- _PROVIDED RECORDS_
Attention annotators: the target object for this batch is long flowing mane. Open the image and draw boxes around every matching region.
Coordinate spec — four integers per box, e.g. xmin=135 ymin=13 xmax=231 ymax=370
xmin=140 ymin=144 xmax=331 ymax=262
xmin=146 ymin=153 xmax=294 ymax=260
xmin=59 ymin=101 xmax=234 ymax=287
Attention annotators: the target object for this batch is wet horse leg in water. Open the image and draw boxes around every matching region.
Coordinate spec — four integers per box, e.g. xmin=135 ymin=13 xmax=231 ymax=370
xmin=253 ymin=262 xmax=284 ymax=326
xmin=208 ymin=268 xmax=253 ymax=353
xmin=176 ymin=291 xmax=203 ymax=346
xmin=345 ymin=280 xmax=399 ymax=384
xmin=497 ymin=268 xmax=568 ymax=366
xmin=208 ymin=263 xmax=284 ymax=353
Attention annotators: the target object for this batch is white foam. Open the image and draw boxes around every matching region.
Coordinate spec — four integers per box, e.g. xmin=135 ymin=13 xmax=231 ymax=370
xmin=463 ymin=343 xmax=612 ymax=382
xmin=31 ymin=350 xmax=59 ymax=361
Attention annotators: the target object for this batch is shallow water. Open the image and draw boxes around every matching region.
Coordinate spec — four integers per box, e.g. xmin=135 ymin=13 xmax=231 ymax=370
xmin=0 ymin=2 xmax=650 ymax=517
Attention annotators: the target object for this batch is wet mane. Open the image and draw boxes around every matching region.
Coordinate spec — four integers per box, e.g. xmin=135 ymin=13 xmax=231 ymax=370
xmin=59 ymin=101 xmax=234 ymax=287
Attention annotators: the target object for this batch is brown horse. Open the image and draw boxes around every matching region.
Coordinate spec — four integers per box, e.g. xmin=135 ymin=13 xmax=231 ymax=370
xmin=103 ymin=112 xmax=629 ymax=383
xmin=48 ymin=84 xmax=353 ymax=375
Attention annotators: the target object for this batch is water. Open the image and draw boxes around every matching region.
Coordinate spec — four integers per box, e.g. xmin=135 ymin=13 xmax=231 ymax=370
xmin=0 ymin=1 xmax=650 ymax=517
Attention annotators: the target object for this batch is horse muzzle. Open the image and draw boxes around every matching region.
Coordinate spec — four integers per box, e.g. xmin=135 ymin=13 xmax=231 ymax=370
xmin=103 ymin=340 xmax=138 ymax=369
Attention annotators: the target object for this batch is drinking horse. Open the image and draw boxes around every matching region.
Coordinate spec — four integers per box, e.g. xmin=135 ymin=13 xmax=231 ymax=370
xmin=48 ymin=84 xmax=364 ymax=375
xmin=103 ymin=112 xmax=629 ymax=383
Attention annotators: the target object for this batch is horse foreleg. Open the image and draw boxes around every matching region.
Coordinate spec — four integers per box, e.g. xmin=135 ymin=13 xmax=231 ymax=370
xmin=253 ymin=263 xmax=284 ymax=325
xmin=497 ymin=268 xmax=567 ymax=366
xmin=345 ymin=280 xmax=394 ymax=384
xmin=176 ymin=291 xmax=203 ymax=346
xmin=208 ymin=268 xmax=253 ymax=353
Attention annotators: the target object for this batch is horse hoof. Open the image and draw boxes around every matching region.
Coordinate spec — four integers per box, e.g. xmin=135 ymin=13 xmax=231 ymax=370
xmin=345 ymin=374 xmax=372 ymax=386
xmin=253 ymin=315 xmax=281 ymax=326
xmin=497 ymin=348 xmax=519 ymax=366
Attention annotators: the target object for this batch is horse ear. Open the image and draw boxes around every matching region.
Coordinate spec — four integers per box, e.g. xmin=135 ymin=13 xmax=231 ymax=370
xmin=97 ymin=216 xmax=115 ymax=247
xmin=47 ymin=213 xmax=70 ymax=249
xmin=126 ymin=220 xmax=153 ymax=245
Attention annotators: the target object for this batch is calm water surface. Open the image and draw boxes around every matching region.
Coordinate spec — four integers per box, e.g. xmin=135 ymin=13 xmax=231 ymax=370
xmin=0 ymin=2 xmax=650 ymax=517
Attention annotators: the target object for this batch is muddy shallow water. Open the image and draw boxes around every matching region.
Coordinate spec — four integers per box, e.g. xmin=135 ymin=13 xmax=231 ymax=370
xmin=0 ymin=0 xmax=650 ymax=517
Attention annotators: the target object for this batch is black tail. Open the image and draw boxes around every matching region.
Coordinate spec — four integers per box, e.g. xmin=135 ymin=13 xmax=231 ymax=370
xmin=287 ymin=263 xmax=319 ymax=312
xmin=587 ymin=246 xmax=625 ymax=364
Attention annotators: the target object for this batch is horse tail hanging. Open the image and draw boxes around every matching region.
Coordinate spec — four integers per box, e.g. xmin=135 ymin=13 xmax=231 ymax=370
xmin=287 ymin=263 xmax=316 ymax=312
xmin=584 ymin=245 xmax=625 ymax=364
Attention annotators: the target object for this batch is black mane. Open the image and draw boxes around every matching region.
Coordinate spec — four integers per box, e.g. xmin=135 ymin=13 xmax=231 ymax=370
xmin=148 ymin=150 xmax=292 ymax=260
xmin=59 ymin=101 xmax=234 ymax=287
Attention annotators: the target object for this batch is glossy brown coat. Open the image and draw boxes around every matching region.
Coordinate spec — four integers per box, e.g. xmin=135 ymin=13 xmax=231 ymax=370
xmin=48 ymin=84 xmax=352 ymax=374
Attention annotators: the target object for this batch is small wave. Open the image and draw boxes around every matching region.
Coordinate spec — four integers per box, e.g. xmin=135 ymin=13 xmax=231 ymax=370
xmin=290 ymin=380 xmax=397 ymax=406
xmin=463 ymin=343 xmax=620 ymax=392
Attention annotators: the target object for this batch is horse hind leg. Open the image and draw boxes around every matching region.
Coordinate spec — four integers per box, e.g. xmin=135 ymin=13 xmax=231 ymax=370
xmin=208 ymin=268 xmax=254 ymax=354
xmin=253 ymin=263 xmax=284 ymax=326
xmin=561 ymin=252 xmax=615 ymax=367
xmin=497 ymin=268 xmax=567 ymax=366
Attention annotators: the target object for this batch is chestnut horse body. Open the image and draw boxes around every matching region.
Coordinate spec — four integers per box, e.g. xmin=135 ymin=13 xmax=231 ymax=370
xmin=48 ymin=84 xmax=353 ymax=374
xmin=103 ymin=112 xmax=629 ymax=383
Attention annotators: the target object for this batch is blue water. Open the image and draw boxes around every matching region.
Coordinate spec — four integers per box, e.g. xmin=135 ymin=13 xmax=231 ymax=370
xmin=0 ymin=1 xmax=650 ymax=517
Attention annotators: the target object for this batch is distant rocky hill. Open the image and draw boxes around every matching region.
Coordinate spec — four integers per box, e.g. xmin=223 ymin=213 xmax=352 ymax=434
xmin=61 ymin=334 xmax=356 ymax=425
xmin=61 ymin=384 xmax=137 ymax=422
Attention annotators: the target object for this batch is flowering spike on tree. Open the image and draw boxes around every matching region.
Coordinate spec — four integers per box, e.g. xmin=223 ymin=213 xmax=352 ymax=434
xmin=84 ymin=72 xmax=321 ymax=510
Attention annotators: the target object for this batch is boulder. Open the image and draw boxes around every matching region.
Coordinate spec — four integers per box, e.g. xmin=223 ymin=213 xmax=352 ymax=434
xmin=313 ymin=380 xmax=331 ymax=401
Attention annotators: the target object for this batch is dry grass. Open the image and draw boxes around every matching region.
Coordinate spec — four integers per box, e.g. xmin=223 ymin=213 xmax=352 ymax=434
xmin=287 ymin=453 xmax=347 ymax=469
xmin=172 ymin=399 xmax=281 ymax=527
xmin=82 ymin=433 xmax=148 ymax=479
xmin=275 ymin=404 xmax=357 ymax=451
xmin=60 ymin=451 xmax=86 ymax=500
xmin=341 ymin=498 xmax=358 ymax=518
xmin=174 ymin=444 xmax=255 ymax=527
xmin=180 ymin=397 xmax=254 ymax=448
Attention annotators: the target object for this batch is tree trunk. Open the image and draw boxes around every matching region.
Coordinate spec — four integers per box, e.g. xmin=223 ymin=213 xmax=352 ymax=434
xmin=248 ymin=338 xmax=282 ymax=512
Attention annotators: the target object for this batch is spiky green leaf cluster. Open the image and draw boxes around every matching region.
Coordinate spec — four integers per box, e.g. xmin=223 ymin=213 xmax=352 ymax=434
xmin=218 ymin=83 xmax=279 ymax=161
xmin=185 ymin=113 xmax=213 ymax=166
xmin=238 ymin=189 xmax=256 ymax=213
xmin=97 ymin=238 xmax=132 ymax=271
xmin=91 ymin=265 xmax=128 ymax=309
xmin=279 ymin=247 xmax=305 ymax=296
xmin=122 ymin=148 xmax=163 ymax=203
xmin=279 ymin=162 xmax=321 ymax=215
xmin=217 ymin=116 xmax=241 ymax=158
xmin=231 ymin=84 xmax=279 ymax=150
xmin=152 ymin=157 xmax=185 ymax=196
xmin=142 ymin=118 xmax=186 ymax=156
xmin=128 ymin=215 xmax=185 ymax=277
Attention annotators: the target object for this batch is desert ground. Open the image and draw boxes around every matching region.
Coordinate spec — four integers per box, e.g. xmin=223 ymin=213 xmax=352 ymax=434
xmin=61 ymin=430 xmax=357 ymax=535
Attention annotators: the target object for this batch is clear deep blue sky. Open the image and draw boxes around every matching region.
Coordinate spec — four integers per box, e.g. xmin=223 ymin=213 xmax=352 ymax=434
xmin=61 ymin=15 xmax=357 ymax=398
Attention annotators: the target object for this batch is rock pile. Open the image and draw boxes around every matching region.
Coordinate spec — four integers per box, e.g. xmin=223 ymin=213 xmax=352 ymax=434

- _PROBLEM TO SOLVE_
Put the lines of the data above, from the one containing "Attention annotators: the target object for this batch is dry" through the one containing "xmin=180 ymin=397 xmax=254 ymax=448", inclusive, into a numbered list, omitting any blank lines.

- _OUTPUT_
1. Attention annotators: the target object for this batch is dry grass. Open the image and draw boxes around every matching region.
2. Coordinate spec — four integers per box, e.g. xmin=223 ymin=213 xmax=352 ymax=434
3. xmin=287 ymin=453 xmax=347 ymax=469
4. xmin=172 ymin=399 xmax=281 ymax=527
5. xmin=82 ymin=433 xmax=148 ymax=479
6. xmin=275 ymin=404 xmax=357 ymax=451
7. xmin=60 ymin=451 xmax=86 ymax=500
8. xmin=341 ymin=498 xmax=358 ymax=518
9. xmin=174 ymin=444 xmax=255 ymax=527
10. xmin=180 ymin=397 xmax=254 ymax=448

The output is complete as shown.